#### [REQUIRED ACTION]
Give back the entries exactly, ending with the "class: reflective yellow" line.

#### [RECORD SET]
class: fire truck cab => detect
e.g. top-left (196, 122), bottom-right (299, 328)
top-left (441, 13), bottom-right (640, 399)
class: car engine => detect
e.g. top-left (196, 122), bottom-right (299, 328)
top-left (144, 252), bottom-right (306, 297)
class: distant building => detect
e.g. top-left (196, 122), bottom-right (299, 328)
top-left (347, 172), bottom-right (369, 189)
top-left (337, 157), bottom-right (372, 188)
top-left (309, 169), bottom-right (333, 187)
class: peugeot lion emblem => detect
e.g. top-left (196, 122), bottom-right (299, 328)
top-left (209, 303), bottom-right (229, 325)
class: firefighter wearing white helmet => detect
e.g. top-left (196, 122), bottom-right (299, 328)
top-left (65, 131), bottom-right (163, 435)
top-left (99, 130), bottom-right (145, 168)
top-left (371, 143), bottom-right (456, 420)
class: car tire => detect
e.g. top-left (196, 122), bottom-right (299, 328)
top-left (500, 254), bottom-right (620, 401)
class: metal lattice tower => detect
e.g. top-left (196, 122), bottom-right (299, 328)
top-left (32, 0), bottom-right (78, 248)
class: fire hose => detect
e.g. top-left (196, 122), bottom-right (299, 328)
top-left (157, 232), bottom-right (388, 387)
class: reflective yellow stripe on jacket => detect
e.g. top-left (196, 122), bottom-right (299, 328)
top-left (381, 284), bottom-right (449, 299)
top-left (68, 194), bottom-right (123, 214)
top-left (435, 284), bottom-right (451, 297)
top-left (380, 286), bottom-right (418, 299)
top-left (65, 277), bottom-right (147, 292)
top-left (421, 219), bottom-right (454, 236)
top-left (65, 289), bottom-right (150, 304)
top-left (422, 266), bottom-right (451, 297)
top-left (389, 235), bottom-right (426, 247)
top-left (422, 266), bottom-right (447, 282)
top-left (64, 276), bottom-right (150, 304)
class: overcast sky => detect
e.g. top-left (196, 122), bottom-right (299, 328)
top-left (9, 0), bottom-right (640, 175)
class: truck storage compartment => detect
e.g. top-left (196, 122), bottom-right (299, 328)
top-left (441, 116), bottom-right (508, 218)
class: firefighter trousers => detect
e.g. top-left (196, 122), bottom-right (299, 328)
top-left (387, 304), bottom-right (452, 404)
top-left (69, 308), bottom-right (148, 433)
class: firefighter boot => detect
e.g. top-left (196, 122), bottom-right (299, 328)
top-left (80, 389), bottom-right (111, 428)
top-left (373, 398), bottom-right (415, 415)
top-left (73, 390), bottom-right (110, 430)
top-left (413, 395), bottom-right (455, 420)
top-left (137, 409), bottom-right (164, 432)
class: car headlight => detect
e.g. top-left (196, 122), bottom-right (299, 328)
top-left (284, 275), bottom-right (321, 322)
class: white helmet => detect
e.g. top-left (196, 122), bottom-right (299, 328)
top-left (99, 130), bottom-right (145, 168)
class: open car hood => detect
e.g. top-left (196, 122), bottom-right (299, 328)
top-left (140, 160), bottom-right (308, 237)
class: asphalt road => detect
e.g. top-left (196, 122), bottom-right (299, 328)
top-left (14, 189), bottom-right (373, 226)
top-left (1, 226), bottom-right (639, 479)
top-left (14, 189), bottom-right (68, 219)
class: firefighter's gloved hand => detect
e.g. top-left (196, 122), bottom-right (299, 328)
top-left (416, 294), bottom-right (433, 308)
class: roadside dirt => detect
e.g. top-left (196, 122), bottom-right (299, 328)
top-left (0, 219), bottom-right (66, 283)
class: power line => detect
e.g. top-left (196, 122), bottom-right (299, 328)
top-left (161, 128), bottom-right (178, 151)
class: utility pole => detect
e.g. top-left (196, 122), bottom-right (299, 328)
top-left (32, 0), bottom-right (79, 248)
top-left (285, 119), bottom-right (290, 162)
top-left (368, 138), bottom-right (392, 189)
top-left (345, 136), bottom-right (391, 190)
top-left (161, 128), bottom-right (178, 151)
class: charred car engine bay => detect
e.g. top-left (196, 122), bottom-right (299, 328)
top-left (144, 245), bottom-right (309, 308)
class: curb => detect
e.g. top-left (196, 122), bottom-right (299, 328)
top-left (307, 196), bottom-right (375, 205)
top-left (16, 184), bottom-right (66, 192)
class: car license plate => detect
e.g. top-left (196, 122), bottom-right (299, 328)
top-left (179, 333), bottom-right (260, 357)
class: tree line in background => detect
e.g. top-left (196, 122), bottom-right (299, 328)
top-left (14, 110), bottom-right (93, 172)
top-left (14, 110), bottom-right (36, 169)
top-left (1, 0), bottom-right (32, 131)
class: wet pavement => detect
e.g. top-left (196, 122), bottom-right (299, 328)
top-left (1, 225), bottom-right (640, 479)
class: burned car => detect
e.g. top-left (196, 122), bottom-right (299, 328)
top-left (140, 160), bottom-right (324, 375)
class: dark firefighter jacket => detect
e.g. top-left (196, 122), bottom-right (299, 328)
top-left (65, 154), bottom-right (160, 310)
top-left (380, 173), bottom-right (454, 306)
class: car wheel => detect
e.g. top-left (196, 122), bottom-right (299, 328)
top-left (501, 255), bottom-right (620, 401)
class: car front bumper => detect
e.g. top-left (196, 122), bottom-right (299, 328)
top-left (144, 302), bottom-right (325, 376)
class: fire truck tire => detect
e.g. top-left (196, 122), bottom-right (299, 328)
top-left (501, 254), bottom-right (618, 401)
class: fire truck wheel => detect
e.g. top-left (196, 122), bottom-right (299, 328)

#### [TASK ANSWER]
class: fire truck cab => detect
e.g. top-left (196, 122), bottom-right (299, 328)
top-left (441, 13), bottom-right (640, 399)
class: car engine => detect
e.g. top-left (196, 122), bottom-right (299, 328)
top-left (144, 252), bottom-right (306, 297)
class: distant building => detect
e.g. top-left (196, 122), bottom-right (299, 328)
top-left (347, 172), bottom-right (369, 189)
top-left (337, 157), bottom-right (372, 188)
top-left (309, 169), bottom-right (333, 187)
class: peugeot lion emblem => detect
e.g. top-left (196, 122), bottom-right (299, 328)
top-left (209, 303), bottom-right (229, 325)
class: firefighter wearing white helmet => detect
e.g. top-left (196, 122), bottom-right (299, 328)
top-left (65, 131), bottom-right (163, 435)
top-left (99, 130), bottom-right (145, 168)
top-left (371, 143), bottom-right (456, 420)
class: car tire => detect
e.g. top-left (196, 122), bottom-right (299, 328)
top-left (500, 254), bottom-right (620, 401)
class: metal lattice tower => detect
e.g. top-left (196, 122), bottom-right (299, 328)
top-left (32, 0), bottom-right (78, 248)
class: fire hose => detect
e.g. top-left (196, 122), bottom-right (299, 328)
top-left (157, 232), bottom-right (388, 387)
class: reflective yellow stripe on jacket => detect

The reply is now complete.